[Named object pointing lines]
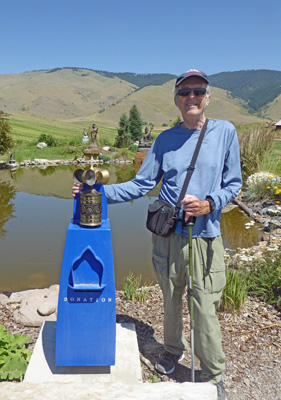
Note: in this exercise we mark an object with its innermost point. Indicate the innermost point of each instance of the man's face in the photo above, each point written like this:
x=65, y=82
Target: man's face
x=192, y=105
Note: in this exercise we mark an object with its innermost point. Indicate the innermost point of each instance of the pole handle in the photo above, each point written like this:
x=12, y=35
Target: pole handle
x=191, y=221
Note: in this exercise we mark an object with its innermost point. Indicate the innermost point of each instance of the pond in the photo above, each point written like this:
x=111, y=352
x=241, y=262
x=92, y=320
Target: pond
x=37, y=206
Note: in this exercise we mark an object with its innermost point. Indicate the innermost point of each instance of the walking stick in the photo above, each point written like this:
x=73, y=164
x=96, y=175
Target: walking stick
x=190, y=223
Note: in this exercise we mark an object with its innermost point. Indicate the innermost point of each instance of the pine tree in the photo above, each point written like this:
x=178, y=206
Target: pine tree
x=135, y=123
x=6, y=141
x=123, y=138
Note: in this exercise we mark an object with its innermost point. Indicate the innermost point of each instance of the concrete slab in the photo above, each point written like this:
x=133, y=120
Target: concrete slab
x=127, y=369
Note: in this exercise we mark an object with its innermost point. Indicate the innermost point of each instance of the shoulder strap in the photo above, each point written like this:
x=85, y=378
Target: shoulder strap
x=191, y=167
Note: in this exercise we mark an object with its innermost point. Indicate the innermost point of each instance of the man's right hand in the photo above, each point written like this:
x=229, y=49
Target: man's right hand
x=76, y=188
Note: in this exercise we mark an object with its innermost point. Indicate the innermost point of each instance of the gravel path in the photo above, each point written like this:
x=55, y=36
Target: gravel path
x=251, y=341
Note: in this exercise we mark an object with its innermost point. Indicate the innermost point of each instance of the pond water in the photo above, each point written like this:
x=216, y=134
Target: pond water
x=36, y=208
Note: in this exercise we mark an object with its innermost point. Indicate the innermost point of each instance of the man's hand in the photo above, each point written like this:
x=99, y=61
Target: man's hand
x=195, y=207
x=76, y=188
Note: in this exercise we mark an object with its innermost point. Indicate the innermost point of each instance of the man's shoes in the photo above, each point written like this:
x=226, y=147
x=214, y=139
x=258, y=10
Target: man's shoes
x=220, y=390
x=167, y=363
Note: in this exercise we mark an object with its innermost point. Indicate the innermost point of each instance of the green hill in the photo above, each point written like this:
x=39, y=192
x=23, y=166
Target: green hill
x=79, y=94
x=256, y=87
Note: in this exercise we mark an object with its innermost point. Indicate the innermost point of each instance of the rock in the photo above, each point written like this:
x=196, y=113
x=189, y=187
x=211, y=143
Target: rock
x=40, y=300
x=41, y=145
x=47, y=308
x=3, y=297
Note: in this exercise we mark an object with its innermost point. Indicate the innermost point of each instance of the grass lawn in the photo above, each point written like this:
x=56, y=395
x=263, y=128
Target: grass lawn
x=26, y=131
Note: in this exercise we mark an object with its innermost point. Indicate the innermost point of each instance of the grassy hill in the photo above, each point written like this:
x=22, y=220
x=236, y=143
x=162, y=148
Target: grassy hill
x=256, y=87
x=60, y=94
x=78, y=94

(Exercise task) Rewrite the lines from the start of the lines through the line containing "x=192, y=105", requests included, adding -147 to every coordinate in the answers. Leave the pictures out of your response.

(Full solution)
Note: in this exercise we mark an object with its innermost point. Indicate the innermost point of each instance of the man's face in the photo above, each point written like this:
x=65, y=82
Target: man's face
x=45, y=-42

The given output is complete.